Penso em tudo que me percorreu na quietude dos Ășltimos dias, das Ășltimas semanas, meses, atĂ©. O caderno, guardado na mochila, intocado; em casa, assim tambĂ©m tem permanecido sobre a escrivaninha. NĂŁo me forço a absolutamente nada: minha escrita tambĂ©m Ă© instintiva, e aceito seu recolhimento tanto quanto sua manifestação. Acho que hĂĄ muita grandeza em viver as coisas sem dizĂȘ-las, ou, ainda, sem nem saber dizĂȘ-las de imediato: me torna mais curiosa, mais obstinada. Investigo o que me atravessa, vasculho meu inventĂĄrio de vivĂȘncias nomeadas, dou lugar ao que Ă© novo. No princĂpio era a Palavra, mas antes dela jĂĄ havia o silĂȘncio. Quando menos espero, ela se materializa em mim - e escrevo.

* **TAREFA 1**: No texto de leitura, onde o caderno tem permanecido em casa?
* **TAREFA 2**: Reescreva as entradas desde a primeira linha até a linha que contém "[(144, 246)]", incluindo ambas, trocando "slate" por "tile" e mantendo todo o resto igual. Deixe as imagens de fora da resposta.
As entradas não têm nenhuma relação com o texto de leitura.

Anotações de pontos em fotos
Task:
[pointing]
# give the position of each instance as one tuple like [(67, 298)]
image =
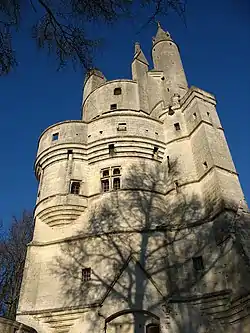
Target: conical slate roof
[(139, 55), (161, 35)]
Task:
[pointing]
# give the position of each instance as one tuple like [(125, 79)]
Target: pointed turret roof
[(161, 35), (139, 55)]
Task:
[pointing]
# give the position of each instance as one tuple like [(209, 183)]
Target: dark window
[(116, 171), (168, 159), (117, 91), (86, 274), (122, 127), (116, 184), (198, 263), (55, 136), (111, 149), (156, 150), (105, 173), (113, 106), (177, 126), (205, 165), (152, 328), (105, 185), (75, 188)]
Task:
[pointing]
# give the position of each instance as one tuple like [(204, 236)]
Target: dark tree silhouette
[(62, 26), (13, 245), (135, 239)]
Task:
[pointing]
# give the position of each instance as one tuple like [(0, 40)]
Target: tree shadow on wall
[(144, 246)]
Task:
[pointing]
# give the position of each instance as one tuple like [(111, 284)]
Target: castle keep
[(139, 211)]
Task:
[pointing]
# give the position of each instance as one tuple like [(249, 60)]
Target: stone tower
[(140, 215)]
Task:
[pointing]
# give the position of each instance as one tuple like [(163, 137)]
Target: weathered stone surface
[(168, 247)]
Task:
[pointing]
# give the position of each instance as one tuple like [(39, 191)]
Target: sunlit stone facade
[(139, 211)]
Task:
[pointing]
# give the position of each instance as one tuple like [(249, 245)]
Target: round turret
[(166, 58)]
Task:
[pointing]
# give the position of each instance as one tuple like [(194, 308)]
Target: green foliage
[(13, 246)]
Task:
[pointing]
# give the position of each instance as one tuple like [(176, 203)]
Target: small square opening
[(117, 91), (113, 106), (55, 136), (198, 263), (111, 149), (105, 173), (177, 126), (75, 187), (116, 171), (86, 274), (156, 149), (205, 166), (121, 127)]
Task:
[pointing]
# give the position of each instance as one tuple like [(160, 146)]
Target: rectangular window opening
[(113, 106), (168, 159), (105, 185), (205, 166), (105, 173), (75, 187), (177, 126), (116, 171), (55, 136), (111, 149), (198, 264), (116, 184), (121, 127), (86, 274), (117, 91)]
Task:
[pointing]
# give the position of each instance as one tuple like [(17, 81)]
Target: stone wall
[(12, 326)]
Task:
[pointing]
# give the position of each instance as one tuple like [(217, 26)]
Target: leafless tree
[(161, 235), (13, 244), (62, 26)]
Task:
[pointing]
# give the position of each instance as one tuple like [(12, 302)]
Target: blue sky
[(215, 49)]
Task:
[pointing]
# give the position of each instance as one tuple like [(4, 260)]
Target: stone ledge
[(12, 326)]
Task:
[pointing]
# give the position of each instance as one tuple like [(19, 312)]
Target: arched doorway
[(132, 321)]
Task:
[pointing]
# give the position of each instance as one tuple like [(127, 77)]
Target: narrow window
[(116, 184), (75, 187), (116, 171), (152, 328), (113, 106), (155, 151), (105, 185), (177, 126), (168, 159), (111, 149), (70, 154), (55, 136), (117, 91), (176, 184), (205, 166), (198, 264), (105, 173), (86, 274), (122, 127)]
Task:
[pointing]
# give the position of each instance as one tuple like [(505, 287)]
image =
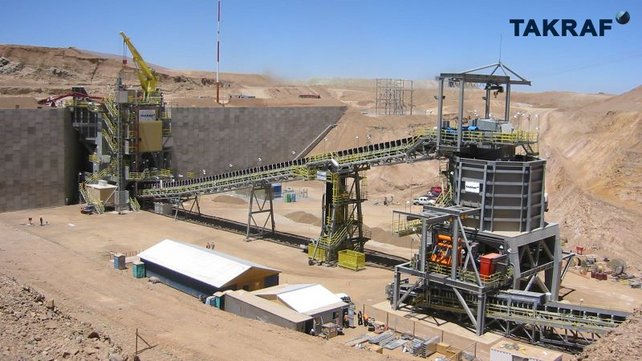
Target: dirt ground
[(67, 260)]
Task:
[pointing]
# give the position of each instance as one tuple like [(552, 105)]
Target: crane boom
[(146, 75)]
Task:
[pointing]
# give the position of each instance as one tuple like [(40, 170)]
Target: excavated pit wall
[(213, 138)]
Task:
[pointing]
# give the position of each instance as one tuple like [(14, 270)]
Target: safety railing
[(109, 139)]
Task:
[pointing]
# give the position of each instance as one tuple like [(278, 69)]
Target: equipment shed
[(201, 272), (310, 299), (248, 305)]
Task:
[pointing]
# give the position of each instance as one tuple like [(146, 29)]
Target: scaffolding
[(394, 97)]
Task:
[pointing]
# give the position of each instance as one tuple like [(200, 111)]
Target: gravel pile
[(623, 343)]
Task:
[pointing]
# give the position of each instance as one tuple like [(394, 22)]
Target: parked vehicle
[(424, 201)]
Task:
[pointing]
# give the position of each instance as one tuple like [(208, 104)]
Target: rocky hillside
[(34, 329)]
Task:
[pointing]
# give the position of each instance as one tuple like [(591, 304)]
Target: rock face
[(623, 343), (33, 329)]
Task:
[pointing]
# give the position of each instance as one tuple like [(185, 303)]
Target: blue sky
[(302, 39)]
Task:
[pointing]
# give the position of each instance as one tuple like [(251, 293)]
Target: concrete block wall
[(42, 155), (214, 138), (37, 160)]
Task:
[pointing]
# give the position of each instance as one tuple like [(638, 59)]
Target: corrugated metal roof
[(309, 298), (278, 289), (268, 306), (211, 267)]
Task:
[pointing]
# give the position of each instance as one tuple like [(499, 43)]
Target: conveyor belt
[(419, 147), (556, 323)]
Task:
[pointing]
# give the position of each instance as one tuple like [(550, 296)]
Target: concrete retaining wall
[(41, 152), (39, 160), (214, 138)]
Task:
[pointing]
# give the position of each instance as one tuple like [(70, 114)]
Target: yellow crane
[(146, 75)]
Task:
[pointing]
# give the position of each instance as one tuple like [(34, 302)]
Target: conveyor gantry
[(419, 147)]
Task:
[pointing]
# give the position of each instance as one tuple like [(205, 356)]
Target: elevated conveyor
[(421, 146), (528, 314)]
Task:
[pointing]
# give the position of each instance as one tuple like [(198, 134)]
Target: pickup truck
[(423, 201)]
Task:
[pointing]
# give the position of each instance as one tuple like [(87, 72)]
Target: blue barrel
[(119, 261), (277, 190)]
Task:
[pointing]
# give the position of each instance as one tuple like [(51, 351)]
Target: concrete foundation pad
[(439, 325)]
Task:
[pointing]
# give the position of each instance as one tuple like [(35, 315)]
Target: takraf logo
[(566, 27)]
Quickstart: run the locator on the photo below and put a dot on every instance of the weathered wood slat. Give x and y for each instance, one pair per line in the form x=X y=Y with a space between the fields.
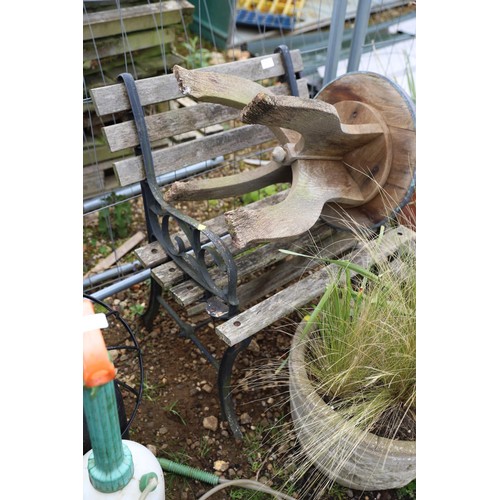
x=152 y=254
x=266 y=255
x=174 y=122
x=108 y=47
x=131 y=170
x=115 y=22
x=113 y=98
x=304 y=291
x=287 y=270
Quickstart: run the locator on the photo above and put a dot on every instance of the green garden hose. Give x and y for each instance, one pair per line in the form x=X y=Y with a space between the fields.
x=216 y=481
x=187 y=471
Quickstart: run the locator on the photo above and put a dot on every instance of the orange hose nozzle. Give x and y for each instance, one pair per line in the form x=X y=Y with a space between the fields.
x=97 y=367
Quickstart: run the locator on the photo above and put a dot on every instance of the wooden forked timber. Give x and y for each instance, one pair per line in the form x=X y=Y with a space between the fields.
x=340 y=153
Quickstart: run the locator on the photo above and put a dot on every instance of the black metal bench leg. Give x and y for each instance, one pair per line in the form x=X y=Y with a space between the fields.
x=224 y=385
x=155 y=292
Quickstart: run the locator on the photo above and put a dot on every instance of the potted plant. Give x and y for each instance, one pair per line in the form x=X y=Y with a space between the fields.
x=352 y=376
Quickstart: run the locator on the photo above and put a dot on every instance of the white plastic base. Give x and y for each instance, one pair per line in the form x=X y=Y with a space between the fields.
x=144 y=462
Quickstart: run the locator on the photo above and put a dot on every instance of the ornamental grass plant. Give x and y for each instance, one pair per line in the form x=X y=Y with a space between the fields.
x=361 y=347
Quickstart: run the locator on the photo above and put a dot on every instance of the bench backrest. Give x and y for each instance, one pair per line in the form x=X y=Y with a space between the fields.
x=170 y=117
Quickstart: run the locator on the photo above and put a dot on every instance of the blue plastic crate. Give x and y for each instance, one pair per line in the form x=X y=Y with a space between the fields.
x=263 y=20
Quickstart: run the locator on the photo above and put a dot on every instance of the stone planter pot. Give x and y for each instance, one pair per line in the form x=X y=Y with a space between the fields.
x=376 y=464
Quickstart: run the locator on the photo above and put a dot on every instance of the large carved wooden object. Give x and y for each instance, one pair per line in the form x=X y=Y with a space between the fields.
x=349 y=154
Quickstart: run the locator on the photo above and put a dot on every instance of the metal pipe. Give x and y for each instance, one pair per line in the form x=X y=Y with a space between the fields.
x=135 y=189
x=335 y=40
x=359 y=34
x=121 y=285
x=114 y=272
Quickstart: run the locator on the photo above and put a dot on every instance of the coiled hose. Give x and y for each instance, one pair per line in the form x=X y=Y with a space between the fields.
x=219 y=484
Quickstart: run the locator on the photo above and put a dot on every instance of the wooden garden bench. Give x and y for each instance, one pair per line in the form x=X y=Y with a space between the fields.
x=197 y=263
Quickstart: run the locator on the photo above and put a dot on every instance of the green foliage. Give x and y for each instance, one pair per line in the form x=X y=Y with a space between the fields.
x=149 y=391
x=261 y=193
x=197 y=56
x=117 y=218
x=137 y=309
x=362 y=353
x=408 y=492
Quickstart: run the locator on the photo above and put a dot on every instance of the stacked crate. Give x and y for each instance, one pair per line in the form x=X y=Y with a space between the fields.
x=279 y=14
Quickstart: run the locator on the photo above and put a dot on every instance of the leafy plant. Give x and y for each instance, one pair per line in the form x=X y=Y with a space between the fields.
x=408 y=492
x=260 y=193
x=117 y=217
x=137 y=309
x=197 y=56
x=362 y=356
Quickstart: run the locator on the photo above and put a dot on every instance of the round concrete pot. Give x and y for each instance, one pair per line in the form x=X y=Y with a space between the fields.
x=375 y=464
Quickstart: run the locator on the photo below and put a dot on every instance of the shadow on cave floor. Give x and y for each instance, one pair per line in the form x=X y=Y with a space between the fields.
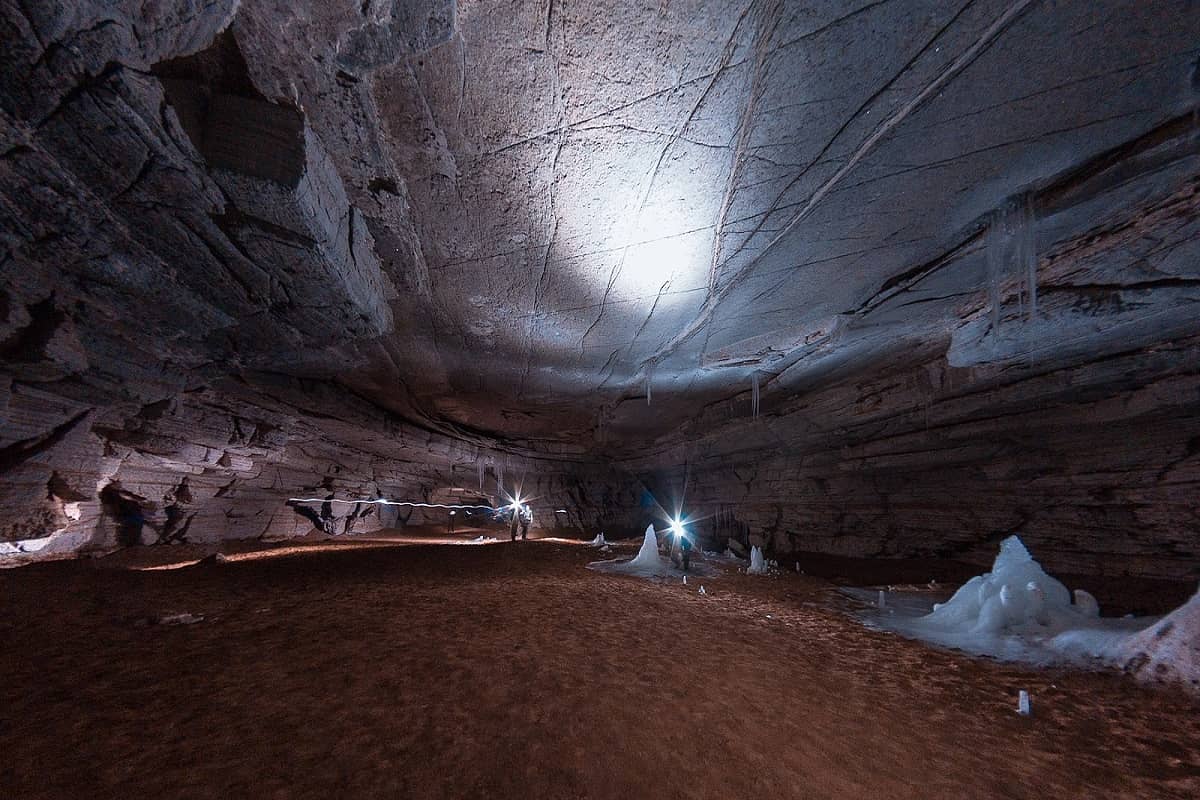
x=444 y=671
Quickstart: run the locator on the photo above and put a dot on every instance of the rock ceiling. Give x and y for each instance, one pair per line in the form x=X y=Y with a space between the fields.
x=519 y=220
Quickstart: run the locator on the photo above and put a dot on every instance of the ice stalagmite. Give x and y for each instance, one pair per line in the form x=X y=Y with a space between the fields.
x=646 y=564
x=757 y=564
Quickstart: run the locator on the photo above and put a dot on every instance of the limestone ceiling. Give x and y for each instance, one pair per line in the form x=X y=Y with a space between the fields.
x=613 y=193
x=513 y=218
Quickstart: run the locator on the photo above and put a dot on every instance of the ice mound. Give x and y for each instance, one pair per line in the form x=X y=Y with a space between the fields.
x=757 y=565
x=1167 y=651
x=24 y=546
x=1015 y=595
x=1020 y=613
x=646 y=564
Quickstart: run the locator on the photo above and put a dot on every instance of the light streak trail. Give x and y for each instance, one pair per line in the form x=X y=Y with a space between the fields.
x=394 y=503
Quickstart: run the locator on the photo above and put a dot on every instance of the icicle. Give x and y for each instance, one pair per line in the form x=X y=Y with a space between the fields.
x=995 y=254
x=1027 y=253
x=1012 y=254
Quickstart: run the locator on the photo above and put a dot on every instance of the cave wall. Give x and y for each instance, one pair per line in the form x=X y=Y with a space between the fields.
x=215 y=298
x=1096 y=465
x=222 y=462
x=172 y=241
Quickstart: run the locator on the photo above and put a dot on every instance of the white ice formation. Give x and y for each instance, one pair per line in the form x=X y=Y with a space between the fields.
x=1020 y=613
x=757 y=564
x=646 y=564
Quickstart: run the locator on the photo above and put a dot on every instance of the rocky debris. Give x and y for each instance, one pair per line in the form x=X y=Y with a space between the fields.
x=172 y=619
x=1168 y=651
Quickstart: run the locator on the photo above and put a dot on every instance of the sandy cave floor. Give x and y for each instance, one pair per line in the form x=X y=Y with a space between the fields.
x=397 y=667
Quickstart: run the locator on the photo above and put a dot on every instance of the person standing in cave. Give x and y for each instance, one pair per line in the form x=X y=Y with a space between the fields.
x=514 y=522
x=685 y=549
x=526 y=521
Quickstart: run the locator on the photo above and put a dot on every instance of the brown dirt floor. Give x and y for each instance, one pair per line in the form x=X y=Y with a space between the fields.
x=394 y=667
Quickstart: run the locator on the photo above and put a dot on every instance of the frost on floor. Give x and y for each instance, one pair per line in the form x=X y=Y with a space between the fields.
x=1020 y=613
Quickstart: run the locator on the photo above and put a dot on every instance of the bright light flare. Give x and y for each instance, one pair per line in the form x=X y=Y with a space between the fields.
x=677 y=527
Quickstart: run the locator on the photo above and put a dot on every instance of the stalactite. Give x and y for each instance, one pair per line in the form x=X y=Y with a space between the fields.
x=1012 y=256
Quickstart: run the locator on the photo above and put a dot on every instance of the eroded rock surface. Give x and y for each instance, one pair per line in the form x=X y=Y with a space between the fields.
x=263 y=250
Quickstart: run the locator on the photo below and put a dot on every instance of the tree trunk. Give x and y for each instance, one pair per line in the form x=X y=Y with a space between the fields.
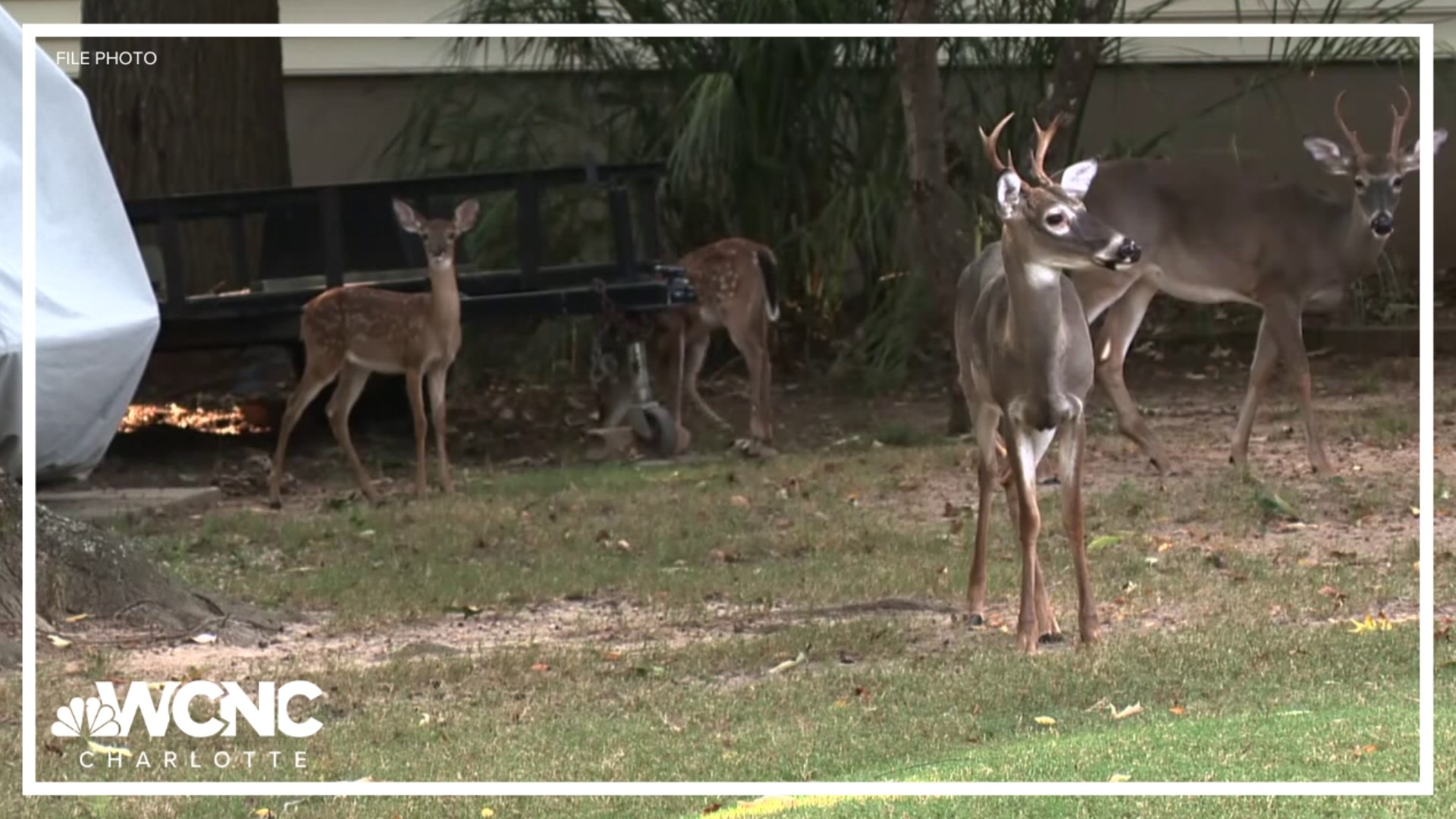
x=1072 y=79
x=937 y=243
x=80 y=569
x=207 y=115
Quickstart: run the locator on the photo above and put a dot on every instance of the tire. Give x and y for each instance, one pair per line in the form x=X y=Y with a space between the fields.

* **RESPOSTA 1**: Sobre a escrivaninha.

* **RESPOSTA 2**:
Task:
[pointing]
# give the position of each instance as one tuple like [(67, 298)]
image =
Target: conical tile roof
[(139, 55), (161, 35)]
Task:
[pointing]
# give the position of each instance as one tuple like [(125, 79)]
Target: pointed turret roof
[(161, 35), (139, 55)]
Task:
[pointing]
# give the position of each instance as one tuple like [(209, 183)]
Target: dark window
[(116, 171), (168, 159), (117, 91), (86, 274), (122, 127), (116, 184), (198, 263), (55, 136), (111, 149), (156, 150), (105, 173), (113, 106), (177, 126), (205, 165), (152, 328), (105, 185), (75, 188)]
Task:
[pointing]
# give the position of each instance as one tuple like [(204, 236)]
Target: dark tree silhouette
[(62, 26), (13, 245), (135, 239)]
Task:
[pointing]
# give the position of each instance as one tuple like [(0, 40)]
Target: tree shadow on wall
[(144, 246)]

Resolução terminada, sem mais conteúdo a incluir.